▶ _Brano di partenza_:
□ □ □ □ □ □ □

IV. Il ritorno al Rifugio Gesù Bambino dopo l’esilio in famiglia di Eleonora Ortu
In questo capitolo l’autrice mette in chiara luce quella che era l’atmosfera che ebbe modo di resprare presso la madre, purtroppo fino ad allora, un’emerita sconoscita; lo sfruttamento domestico classico di certe famiglie messe su per effetto di gravidanze indesiderate, il ritorno in collegio con lo stigma della fuggiasca che doveva espiare quasi l’atto compiuto con un lavoro pesante, l’atteggiamento della superiora, di probabile origine pastorale, che vestendo l’abito esteriore della Figlia della Carità non aveva affatto mutato il modello educativo proprio di certe famiglie rimaste indietro nel tempo in cui spesso i genitori non si preoccupavano di dire alle figlie: io ti ho fatto e io ti distruggo. L’assenza di un’amministrazione che probabilmente lesinava alle suore i soldi per le necessità delle orfane. Non sono le suore, ma piuttosto le amministratrici che ricevono i contributi dallo Stato, dalla Regione, a volte dai Comuni e che più o meno parsimoniosamente davano alle suore i soldi per provvedere ai bisogni delle ragazze. Questo non significa che nell’esperienza dell’autrice vi sia una evidente denuncia della carenza pedagogica e psicologica di alcune suore che probabilmente, rispetto alla maggioranza di esse, non sentivano per le ragazze da accompagnare nella crescita alcun afflato materno. A tutto questo si aggiunga lo stigma d’essere in collegio dove ti vestivano a seconda delle disponibilità di quanto i privati offrivano senza badare alle misure di coloro che questi abiti dovevano indossare. (Angelino Tedde)

□ □ □ □ □ □ □

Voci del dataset
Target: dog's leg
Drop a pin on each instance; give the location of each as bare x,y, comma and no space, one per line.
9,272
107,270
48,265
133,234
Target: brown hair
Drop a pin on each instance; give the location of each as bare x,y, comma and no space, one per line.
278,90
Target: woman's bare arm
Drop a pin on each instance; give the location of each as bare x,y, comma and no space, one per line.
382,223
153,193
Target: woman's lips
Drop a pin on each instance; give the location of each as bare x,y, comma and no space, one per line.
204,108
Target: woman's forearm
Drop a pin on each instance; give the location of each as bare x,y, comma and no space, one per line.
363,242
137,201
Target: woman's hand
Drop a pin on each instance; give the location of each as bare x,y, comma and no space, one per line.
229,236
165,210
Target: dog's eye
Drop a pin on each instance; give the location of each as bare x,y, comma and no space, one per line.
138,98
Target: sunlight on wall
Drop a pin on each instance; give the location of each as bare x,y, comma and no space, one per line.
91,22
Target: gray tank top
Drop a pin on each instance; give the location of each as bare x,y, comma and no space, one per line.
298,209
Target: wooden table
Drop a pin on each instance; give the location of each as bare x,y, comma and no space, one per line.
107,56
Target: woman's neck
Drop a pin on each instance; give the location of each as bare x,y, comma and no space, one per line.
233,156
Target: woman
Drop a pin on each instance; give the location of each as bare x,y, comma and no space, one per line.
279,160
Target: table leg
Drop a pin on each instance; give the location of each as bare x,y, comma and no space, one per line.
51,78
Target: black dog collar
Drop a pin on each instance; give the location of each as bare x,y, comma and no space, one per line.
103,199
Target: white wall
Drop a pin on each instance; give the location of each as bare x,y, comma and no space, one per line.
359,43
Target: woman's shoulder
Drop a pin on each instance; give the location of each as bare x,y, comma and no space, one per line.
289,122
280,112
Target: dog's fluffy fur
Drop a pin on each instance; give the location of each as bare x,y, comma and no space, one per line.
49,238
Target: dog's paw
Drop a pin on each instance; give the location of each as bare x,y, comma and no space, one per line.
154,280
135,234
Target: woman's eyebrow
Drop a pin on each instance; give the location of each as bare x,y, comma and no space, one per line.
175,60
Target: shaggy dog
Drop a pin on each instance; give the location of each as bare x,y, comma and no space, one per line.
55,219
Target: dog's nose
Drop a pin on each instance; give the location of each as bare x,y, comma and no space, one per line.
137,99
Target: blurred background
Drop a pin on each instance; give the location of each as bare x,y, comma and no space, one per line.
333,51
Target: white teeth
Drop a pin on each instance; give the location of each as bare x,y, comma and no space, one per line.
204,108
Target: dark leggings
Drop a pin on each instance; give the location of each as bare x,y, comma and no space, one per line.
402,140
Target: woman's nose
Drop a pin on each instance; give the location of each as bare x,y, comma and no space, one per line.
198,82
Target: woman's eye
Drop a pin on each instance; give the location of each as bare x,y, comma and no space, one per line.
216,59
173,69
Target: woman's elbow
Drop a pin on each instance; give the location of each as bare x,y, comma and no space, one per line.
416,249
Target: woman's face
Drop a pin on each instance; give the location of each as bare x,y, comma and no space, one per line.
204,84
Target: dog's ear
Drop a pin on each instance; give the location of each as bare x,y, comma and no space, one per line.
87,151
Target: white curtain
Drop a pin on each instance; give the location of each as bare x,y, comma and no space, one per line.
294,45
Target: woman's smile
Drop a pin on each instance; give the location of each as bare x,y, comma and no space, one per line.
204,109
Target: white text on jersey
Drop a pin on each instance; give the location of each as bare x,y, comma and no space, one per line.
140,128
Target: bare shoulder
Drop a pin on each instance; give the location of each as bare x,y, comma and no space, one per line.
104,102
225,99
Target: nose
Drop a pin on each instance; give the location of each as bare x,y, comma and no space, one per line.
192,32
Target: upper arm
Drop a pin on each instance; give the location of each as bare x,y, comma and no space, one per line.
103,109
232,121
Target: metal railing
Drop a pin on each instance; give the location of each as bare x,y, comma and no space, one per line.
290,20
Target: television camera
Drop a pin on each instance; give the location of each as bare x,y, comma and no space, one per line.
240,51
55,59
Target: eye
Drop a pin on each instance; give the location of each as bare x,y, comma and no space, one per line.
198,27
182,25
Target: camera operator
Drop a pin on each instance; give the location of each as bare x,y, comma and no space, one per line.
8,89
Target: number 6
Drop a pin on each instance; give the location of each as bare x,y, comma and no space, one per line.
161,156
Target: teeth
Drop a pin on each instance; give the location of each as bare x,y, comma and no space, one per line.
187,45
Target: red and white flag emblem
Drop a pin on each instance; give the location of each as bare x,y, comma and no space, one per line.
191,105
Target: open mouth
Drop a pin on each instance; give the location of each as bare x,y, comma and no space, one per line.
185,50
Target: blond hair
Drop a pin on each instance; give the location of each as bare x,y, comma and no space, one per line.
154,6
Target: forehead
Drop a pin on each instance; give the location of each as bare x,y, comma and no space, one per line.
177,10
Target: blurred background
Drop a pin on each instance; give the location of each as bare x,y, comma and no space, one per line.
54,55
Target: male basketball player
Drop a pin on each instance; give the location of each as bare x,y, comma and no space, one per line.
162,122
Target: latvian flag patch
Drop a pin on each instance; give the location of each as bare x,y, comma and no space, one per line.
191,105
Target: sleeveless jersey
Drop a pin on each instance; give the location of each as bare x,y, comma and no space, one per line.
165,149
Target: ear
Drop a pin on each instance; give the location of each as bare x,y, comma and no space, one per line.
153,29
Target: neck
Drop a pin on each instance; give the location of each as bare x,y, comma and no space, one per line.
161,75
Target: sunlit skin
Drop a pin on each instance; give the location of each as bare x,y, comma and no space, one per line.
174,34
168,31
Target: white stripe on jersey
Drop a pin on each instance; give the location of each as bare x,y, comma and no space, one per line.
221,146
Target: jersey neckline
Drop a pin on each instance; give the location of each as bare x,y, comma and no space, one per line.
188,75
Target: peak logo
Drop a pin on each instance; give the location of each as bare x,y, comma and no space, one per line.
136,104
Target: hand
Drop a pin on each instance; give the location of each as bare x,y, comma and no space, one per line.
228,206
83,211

□ □ □ □ □ □ □

▶ _Obiettivo A_: Elenca, per favore, gli enti da cui, secondo il brano, le amministratrici ricevono i contributi.
▶ _Obiettivo B_: Nella parte delle voci che va dalla riga contenente "Target: peak logo" fino alla fine delle voci, sostituisci "Drop a pin" con "Place a marker" lasciando invariato tutto il resto. Riporta solo quella parte.

▶ _Risposta A_:
lo Stato
la Regione
i Comuni (a volte)

▶ _Risposta B_:
Target: peak logo
Place a marker on each instance; give the location of each as bare x,y, comma and no space, one per line.
136,104
Target: hand
Place a marker on each instance; give the location of each as bare x,y, comma and no space, one per line.
228,206
83,211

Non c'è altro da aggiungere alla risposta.